**Exercise brief**
Each record that follows should be reproduced in full, character for character.

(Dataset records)
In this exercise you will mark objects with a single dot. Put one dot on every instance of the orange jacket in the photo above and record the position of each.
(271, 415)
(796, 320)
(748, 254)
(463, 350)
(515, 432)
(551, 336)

**Response area**
In this exercise you will mark objects with a single dot. Put one dot on every instance of the orange jacket in the photo above and record the position of each.
(271, 415)
(796, 320)
(748, 254)
(463, 350)
(515, 432)
(551, 336)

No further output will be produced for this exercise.